WORK TO COMPLETE: Output every entry exactly as written.

STUDY MATERIAL:
—————
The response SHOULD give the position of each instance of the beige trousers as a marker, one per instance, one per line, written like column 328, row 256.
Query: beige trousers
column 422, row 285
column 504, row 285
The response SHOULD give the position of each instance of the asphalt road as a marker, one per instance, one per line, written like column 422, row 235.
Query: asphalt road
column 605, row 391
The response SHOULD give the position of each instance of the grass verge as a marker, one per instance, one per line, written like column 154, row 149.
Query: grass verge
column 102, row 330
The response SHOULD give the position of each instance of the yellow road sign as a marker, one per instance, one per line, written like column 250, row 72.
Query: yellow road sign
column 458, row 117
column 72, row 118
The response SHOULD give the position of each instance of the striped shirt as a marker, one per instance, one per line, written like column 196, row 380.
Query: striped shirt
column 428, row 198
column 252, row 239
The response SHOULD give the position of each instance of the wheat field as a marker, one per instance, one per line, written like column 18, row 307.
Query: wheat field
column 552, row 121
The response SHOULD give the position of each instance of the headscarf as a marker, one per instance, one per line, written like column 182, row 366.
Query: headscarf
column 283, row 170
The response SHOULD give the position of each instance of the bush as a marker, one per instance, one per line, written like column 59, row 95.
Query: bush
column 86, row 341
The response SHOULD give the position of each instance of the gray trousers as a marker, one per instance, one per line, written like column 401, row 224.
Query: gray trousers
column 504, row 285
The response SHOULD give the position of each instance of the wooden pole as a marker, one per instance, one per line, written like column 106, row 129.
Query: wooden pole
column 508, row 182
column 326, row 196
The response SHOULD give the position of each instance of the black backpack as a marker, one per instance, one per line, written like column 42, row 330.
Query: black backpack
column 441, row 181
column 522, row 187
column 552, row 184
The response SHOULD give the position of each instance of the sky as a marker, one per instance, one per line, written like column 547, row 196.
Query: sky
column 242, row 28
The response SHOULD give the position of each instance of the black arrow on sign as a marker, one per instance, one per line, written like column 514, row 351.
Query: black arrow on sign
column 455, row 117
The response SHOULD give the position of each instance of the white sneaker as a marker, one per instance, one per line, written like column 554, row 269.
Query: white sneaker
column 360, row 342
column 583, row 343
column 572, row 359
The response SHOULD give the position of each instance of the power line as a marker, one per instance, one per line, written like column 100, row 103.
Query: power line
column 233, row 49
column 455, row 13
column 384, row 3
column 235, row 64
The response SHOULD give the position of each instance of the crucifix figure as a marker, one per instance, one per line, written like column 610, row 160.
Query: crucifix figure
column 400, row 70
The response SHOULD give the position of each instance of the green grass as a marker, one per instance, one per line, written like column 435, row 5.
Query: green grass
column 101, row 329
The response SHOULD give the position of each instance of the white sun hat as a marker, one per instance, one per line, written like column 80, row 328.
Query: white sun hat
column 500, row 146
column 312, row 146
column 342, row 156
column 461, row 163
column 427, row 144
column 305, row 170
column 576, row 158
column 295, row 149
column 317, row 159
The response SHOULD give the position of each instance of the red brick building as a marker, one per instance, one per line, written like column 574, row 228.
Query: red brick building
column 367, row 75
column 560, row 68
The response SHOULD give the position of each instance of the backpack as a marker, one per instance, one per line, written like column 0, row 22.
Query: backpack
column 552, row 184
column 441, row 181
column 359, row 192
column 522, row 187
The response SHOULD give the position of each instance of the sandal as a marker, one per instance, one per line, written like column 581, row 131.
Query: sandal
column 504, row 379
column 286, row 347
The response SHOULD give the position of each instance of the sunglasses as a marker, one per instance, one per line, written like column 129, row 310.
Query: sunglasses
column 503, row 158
—————
WRITTEN REPLY:
The response SHOULD give the position of each instance of the beige trousers as a marker, one per instance, one per line, written like column 328, row 256.
Query: beige trousers
column 422, row 285
column 504, row 285
The response SHOULD give the position of each instance of the asphalt road as a marker, one per instance, one per line, written like column 422, row 235.
Query: asphalt road
column 605, row 391
The response SHOULD give the position of each instance of the grass verge as a marker, one per instance, one per line, written like column 154, row 149.
Query: grass verge
column 102, row 330
The response SHOULD give the position of each instance of the yellow road sign as a marker, one per instance, one per line, written like column 250, row 72.
Query: yellow road sign
column 458, row 117
column 72, row 118
The response SHOULD give the position of each instance of the striped shirt as a marker, one per instance, one per line, written like column 196, row 380.
Query: striped shirt
column 428, row 198
column 252, row 239
The response SHOULD give the position of each instance of the wheat field as a marker, one per instance, one per line, written like column 18, row 307.
Query: wheat field
column 552, row 121
The response SHOULD give the position of each instance of the headscarf as a marker, one per instance, one per line, written like column 182, row 366.
Query: headscarf
column 283, row 170
The response SHOULD give the position of each instance of the bush as a marker, one per instance, one per line, written like column 59, row 95.
Query: bush
column 86, row 341
The response SHOULD give the position of each instance of the gray trousers as a marker, one per instance, one per line, written like column 401, row 224.
Query: gray trousers
column 504, row 285
The response SHOULD give the position of each instance of the wooden pole as a marker, one per instance, one per line, written like column 106, row 129.
Query: wooden pole
column 508, row 182
column 326, row 196
The response SHOULD give the position of each instance of the black backpack as a marker, one per instance, one per line, written like column 42, row 330.
Query: black backpack
column 441, row 181
column 522, row 187
column 552, row 184
The response SHOULD give the position of each instance of the sky as a marker, one per instance, one per line, written like column 547, row 196.
Query: sky
column 242, row 28
The response SHOULD give the position of each instance of the black arrow on sign as a marker, one per instance, one per line, written like column 514, row 351.
Query: black arrow on sign
column 455, row 117
The response SHOULD give the position of each instance of the white sneaker as a marker, one per instance, one per line, written like column 554, row 269.
Query: white sneaker
column 360, row 342
column 583, row 343
column 572, row 359
The response SHOULD give the position of each instance of the power line as a marker, one per instance, one per line, written like column 100, row 103.
Query: power line
column 233, row 49
column 455, row 13
column 384, row 3
column 235, row 64
The response SHOULD give the position of each instance of the crucifix figure as a marker, one per instance, one per line, written like column 610, row 160.
Query: crucifix figure
column 400, row 70
The response SHOULD give the position of each instance of the green grass as a marker, one per instance, one per line, written like column 435, row 5.
Query: green grass
column 101, row 329
The response SHOULD give the position of each instance of the white sun hat as a marker, one per instance, one per line, written like column 80, row 328.
Query: white sun hat
column 500, row 146
column 312, row 146
column 342, row 156
column 461, row 163
column 427, row 144
column 305, row 170
column 576, row 158
column 295, row 149
column 317, row 159
The response SHOULD give the position of each instance of the red brick building as a marker, one per instance, one per line, written like column 574, row 228.
Query: red brick building
column 367, row 75
column 560, row 68
The response SHOULD give the position of each instance of the backpack as a marker, one per instance, one per line, written like column 0, row 22.
Query: backpack
column 552, row 184
column 441, row 181
column 359, row 192
column 522, row 187
The response SHOULD give the position of each instance of the sandal as a marker, one per instance, one per line, written like column 581, row 131.
Query: sandal
column 504, row 379
column 286, row 347
The response SHOULD give the position of each instance of the sunglasses as a marker, one per instance, one per line, written like column 129, row 310.
Query: sunglasses
column 503, row 158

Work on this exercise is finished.